**Selected passage**
== Segment start ==

Due to the alternating representation of the trees used
in GEP, it becomes easier to define new genetic operators. However, it
would be hard to define subtree swapping (the usual crossover of GP)
based on exactly this representation. The obvious approach is to merge
both approaches by changing the tree representation. At least, this may
reduce the disruptive effect of usual GEP operators in later phases of
the search.
What’s the use of implementing a GP-like crossover in GEP besides a huge
headache? It’s not as if the efficiency of the tree-level crossover of
GP is commendable in evolutionary terms. Notwithstanding, in GEP, when
you use gene recombination together with gene transposition as the only
source of genetic modification you have basically a GP subtree crossover
as, in this case, only subtrees of different sizes and shapes are
exchanged. And compared to mutation (GEP mutation), they are far less
efficient at driving evolution further.
If I understand correctly, GEP crossover is done at a
certain point in the linear representation of the individual regardless
of its corresponding position in its tree-version (indeed, it could even
fall outside) and basically exchanges the "bottom part" of the programs.
The children are, intuitively, very unlikely to inherit their parent's
characteristics. Again intuitively, wouldn't that be counterproductive?
It is a good way of maintaining diversity and exploring new regions of
the genospace, but doesn't seem to be too good at advancing a particular
"branch" of exploration.
Evolutionarily speaking, this is not counterproductive at all: if the
genetic operators available to the system are unable to disrupt the
genomes thoroughly once in a while, then the system will adapt poorly.
Mathematically, the disruption of building blocks might seem
counterproductive but for evolutionary systems it is fundamental. The
best way to see this is through experimentation: If you still don't have
a functional GEP implementation, you can in the meantime observe this by
using the free Demo of GeneXproTools
by selecting different genetic operators and/or by selecting different
combinations and rates of the basic GEP operators.
But returning to the wrongly assumed “disruptiveness” of GEP crossover.
First of all, there are three different types of GEP crossover
(one-point, two-point, and gene recombination) and they behave
differently. For one-point and two-point recombination, the disruptive
tendencies (splitting of building blocks) coexist side by side with
their more conservative tendencies (swapping of genes and entire ORFs),
making these operators quite well balanced. Gene recombination, though,
is much more conservative (and less disruptive, of course) as it
exchanges only entire genes, which, as you know, encode mathematically
concise building blocks (you can think of them as the equivalent of GP
subtrees and by using gene recombination together with gene
transposition you can easily simulate GP crossover in GEP).
Your "fixed length" representation brings up an
interesting question, which tickles GP people for a long time: the
validity of the schemata theorem. Did you ever think about this? I have
a little bit the impression that your representation may make it easier
to identify schemata, and model the ways they are either disrupted or
preserved. But let me know if I am wrong!
I think you are right. I also think that the existence of building
blocks is more easily perceived in GEP. The possibility of dealing with
genes (building blocks) separately is a great advantage. I believe that
there are other smaller building blocks that circulate in the genetic
pool, but their identification is not so easily done. Perhaps it would
be easier to identify them using the linear representation, but there is
the problem of the phenotype. At least in biology, domains in proteins
(building blocks) are trickier to identify. Of course genes are easily
identified and can be identified directly in the genome or as products
of expression. So, the theoreticians could start by studying the easily
manipulated GEP genes. In fact, in my
Complex Systems paper I demonstrate (although not formally)

== Segment end ==

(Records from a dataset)

== Segment start ==

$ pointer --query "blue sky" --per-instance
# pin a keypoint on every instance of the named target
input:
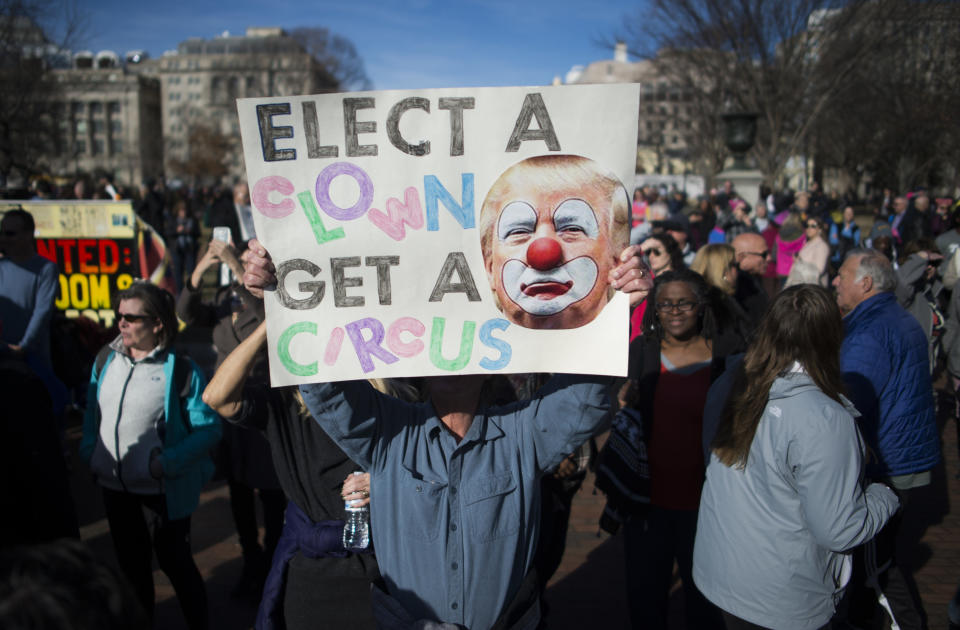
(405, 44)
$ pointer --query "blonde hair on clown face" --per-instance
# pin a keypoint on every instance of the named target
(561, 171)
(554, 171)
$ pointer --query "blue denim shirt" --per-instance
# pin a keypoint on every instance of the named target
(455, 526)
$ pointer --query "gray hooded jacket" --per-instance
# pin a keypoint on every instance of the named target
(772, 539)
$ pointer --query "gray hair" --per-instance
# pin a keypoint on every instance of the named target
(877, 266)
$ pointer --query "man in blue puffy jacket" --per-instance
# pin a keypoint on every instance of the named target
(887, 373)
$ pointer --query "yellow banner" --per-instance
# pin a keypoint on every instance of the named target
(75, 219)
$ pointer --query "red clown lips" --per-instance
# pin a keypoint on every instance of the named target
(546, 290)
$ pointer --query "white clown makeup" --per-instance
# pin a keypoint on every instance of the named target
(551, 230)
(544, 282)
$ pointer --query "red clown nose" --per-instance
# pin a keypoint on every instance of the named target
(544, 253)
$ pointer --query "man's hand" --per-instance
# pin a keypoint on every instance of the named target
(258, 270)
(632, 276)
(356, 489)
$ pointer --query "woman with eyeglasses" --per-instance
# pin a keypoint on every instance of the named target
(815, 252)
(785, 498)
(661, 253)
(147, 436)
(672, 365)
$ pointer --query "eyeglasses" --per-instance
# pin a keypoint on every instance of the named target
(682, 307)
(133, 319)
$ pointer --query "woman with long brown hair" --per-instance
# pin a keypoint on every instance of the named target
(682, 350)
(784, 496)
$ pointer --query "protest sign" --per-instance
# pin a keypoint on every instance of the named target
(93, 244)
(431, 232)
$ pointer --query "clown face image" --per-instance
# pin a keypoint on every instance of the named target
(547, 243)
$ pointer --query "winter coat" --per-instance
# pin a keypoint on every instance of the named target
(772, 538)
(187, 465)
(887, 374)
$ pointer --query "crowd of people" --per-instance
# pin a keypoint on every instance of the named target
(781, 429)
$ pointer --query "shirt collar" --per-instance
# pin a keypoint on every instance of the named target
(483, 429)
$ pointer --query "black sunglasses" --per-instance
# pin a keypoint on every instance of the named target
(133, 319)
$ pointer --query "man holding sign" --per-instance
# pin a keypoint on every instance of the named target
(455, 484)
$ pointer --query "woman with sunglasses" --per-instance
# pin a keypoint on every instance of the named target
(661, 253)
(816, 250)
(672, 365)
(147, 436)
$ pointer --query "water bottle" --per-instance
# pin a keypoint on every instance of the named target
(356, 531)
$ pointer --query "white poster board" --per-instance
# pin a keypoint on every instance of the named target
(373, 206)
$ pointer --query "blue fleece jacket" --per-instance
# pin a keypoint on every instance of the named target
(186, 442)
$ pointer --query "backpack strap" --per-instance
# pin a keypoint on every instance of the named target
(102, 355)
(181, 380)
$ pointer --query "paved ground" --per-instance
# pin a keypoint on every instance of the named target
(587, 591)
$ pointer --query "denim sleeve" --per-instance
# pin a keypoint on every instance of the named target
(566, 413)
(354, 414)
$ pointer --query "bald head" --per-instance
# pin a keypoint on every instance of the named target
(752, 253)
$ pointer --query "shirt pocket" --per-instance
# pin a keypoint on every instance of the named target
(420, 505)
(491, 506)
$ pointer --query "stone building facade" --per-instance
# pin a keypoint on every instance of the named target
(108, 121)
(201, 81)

== Segment end ==
== Segment start ==

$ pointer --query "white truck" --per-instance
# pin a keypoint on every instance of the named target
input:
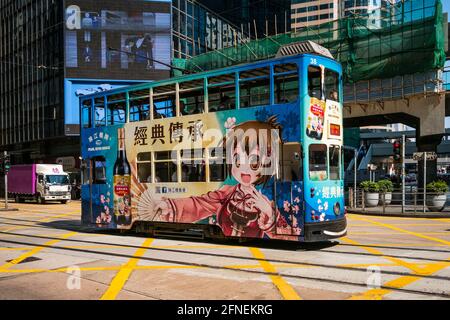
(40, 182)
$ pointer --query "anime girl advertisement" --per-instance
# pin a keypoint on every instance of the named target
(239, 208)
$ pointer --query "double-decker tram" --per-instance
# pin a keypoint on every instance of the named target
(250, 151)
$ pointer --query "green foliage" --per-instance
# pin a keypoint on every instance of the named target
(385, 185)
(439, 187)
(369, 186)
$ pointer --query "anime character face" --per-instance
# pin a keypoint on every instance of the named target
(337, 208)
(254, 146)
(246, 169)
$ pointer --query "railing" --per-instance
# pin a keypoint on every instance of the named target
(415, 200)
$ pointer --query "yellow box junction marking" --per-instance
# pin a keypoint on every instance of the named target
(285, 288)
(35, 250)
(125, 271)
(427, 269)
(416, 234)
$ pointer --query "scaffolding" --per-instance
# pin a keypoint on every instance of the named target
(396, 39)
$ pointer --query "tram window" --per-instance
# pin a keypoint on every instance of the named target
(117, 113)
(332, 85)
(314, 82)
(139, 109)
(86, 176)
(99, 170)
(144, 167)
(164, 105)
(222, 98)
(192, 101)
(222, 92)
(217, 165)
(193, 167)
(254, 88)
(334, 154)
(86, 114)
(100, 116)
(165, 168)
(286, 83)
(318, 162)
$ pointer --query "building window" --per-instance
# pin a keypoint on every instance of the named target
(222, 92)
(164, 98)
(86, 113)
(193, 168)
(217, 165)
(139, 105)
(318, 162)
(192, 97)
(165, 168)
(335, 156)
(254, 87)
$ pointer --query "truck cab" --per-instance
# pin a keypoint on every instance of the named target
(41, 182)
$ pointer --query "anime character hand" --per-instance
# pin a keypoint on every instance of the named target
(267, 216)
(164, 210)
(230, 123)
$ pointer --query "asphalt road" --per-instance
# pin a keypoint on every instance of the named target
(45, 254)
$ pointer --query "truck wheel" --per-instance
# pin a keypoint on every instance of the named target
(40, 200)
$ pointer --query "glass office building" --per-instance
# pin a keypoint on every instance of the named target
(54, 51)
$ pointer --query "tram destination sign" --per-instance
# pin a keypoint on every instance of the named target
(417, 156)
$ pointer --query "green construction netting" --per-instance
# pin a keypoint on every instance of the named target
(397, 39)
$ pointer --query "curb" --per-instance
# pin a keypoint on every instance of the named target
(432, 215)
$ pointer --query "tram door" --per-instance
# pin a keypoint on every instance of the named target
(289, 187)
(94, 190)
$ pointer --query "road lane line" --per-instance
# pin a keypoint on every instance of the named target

== Segment end ==

**Instructions to follow**
In the GEP discussion, replace "genetic operators" with "variation operators" in the part from "Evolutionarily speaking, this" to "basic GEP operators." and write out that part.

**Response for this exercise**
Evolutionarily speaking, this is not counterproductive at all: if the
variation operators available to the system are unable to disrupt the
genomes thoroughly once in a while, then the system will adapt poorly.
Mathematically, the disruption of building blocks might seem
counterproductive but for evolutionary systems it is fundamental. The
best way to see this is through experimentation: If you still don't have
a functional GEP implementation, you can in the meantime observe this by
using the free Demo of GeneXproTools
by selecting different variation operators and/or by selecting different
combinations and rates of the basic GEP operators.